Provided data >>
----

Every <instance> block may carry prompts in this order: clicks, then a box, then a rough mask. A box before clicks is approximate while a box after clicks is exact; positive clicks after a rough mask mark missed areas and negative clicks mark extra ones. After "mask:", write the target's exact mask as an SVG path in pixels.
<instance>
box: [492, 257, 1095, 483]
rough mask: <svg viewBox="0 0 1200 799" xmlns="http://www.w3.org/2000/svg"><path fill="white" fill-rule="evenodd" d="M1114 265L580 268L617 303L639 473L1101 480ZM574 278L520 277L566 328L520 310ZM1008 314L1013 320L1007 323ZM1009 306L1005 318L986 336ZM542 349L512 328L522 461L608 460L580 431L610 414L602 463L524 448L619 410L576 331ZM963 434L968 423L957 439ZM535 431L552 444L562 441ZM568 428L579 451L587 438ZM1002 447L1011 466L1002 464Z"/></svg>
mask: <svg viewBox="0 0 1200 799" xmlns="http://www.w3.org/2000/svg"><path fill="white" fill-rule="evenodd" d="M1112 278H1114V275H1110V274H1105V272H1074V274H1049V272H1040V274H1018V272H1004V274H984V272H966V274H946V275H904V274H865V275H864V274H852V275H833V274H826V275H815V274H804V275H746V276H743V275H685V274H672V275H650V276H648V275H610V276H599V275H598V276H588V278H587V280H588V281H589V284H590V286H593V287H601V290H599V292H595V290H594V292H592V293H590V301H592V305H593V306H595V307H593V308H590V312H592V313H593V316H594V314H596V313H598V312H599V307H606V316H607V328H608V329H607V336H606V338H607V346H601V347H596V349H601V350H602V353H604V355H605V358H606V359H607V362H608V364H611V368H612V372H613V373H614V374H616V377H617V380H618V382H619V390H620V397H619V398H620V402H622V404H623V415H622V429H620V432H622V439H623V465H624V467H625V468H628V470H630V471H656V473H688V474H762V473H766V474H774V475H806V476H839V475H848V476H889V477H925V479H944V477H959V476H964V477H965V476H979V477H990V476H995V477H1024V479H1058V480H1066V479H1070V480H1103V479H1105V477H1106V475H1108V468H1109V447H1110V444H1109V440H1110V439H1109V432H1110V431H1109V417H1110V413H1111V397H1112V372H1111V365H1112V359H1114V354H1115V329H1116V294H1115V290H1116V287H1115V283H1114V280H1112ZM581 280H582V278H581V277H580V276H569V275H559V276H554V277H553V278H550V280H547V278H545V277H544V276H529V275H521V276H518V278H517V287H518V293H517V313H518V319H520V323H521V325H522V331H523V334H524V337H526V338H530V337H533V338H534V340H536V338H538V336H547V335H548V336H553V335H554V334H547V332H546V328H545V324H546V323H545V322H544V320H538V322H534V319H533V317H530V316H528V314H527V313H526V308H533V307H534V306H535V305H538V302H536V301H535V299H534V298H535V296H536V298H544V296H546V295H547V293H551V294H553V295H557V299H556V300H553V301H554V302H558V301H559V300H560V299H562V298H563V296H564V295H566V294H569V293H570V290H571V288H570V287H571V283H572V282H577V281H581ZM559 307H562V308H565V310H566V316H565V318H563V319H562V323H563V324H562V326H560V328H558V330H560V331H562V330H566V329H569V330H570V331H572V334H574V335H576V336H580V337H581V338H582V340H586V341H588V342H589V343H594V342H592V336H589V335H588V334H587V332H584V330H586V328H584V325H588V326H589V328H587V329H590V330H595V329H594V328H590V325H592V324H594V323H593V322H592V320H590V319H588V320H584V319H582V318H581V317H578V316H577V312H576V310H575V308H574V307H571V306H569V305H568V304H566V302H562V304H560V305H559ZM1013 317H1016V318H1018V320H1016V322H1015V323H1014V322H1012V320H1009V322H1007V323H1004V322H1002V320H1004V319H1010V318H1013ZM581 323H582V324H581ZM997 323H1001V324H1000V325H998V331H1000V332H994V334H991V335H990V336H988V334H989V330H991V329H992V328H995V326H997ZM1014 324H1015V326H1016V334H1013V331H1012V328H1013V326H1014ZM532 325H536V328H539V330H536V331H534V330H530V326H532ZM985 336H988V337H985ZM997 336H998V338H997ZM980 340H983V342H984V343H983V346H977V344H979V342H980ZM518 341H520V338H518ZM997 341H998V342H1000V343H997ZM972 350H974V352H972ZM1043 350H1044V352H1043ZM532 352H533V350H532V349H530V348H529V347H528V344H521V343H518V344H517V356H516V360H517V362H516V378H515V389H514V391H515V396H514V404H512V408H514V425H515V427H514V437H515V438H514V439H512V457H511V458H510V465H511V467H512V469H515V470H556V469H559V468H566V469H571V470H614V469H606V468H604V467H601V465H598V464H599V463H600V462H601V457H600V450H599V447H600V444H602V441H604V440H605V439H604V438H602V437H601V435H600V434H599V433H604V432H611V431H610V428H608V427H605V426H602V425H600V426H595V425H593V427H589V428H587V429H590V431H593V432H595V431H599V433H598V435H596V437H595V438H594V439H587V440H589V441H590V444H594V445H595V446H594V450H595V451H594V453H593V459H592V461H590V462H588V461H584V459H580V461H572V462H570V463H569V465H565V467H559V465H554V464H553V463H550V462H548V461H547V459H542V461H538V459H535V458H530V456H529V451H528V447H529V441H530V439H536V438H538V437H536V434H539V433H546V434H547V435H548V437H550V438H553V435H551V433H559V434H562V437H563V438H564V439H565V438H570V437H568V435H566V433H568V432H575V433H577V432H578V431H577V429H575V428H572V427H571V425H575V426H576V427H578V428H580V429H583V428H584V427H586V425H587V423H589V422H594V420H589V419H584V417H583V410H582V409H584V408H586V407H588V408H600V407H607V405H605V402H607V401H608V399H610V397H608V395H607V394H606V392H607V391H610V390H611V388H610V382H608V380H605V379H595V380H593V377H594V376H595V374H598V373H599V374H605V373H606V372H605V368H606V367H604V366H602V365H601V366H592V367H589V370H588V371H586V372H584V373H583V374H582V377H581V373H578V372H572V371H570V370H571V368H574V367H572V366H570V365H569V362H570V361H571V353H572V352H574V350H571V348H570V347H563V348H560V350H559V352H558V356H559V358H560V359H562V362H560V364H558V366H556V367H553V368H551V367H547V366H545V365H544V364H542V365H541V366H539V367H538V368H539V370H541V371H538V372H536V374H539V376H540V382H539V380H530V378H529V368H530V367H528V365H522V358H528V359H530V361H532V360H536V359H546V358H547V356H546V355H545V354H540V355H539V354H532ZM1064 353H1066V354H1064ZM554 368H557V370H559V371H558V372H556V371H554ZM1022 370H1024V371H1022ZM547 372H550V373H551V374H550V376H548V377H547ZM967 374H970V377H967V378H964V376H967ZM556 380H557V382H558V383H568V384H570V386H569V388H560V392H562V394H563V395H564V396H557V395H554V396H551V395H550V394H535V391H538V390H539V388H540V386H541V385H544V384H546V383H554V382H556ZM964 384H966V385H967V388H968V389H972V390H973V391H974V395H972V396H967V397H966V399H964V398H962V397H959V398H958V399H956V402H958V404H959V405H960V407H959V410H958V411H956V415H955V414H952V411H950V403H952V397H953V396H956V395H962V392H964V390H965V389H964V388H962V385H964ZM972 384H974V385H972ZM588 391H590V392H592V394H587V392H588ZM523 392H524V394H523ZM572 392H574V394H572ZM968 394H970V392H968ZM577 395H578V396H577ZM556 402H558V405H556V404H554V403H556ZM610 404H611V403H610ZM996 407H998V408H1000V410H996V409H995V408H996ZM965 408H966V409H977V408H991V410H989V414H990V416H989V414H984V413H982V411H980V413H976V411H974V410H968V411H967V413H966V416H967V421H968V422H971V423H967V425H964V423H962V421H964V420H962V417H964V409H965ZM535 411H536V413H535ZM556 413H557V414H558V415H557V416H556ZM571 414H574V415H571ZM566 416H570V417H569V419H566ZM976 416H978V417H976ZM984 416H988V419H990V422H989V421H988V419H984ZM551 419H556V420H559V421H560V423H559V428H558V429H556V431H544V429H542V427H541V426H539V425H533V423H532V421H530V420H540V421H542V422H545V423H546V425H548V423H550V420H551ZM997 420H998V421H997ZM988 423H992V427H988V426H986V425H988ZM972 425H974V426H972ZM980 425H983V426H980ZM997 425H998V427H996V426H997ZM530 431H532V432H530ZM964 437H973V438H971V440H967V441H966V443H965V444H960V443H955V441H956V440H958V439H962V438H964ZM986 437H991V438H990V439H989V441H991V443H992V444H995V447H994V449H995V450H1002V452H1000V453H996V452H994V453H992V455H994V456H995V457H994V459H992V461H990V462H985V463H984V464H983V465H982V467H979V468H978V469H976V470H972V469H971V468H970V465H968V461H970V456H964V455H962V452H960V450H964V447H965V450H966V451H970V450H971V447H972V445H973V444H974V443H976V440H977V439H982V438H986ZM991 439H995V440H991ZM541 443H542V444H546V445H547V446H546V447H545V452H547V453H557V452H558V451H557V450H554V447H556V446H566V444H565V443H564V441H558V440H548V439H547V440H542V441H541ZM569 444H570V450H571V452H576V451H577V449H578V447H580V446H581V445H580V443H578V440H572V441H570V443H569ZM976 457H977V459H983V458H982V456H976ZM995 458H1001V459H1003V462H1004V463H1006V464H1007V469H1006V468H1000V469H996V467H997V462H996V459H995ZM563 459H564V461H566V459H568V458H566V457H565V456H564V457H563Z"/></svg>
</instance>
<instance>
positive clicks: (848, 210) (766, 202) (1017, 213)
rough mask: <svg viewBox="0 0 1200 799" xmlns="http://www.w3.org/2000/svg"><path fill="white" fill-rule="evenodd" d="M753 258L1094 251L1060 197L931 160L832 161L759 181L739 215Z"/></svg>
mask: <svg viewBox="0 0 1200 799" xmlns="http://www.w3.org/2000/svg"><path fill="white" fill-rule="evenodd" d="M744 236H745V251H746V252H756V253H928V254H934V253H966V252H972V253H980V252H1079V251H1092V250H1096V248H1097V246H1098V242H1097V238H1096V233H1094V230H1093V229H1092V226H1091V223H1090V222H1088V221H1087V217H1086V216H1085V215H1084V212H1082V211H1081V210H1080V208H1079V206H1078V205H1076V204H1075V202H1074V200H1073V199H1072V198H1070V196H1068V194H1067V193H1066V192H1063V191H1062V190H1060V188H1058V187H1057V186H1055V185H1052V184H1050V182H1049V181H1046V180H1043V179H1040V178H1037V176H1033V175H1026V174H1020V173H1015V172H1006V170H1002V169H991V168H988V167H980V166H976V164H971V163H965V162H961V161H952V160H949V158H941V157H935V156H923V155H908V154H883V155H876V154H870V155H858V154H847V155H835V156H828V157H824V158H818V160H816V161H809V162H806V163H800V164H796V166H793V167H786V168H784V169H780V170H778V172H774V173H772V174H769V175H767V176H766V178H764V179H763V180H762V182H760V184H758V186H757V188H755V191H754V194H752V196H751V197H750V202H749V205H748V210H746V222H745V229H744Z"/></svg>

----

Write out the lines of the entries, word for word, from the first through the one containing "box: [492, 257, 1095, 483]", and stop at that line.

Every <instance> block may carry prompts in this order: clicks, then a box, then a rough mask. A box before clicks is approximate while a box after clicks is exact; positive clicks after a rough mask mark missed areas and negative clicks mark extra ones. After "mask:", write the target's exact mask as an SVG path in pixels.
<instance>
box: [492, 257, 1095, 483]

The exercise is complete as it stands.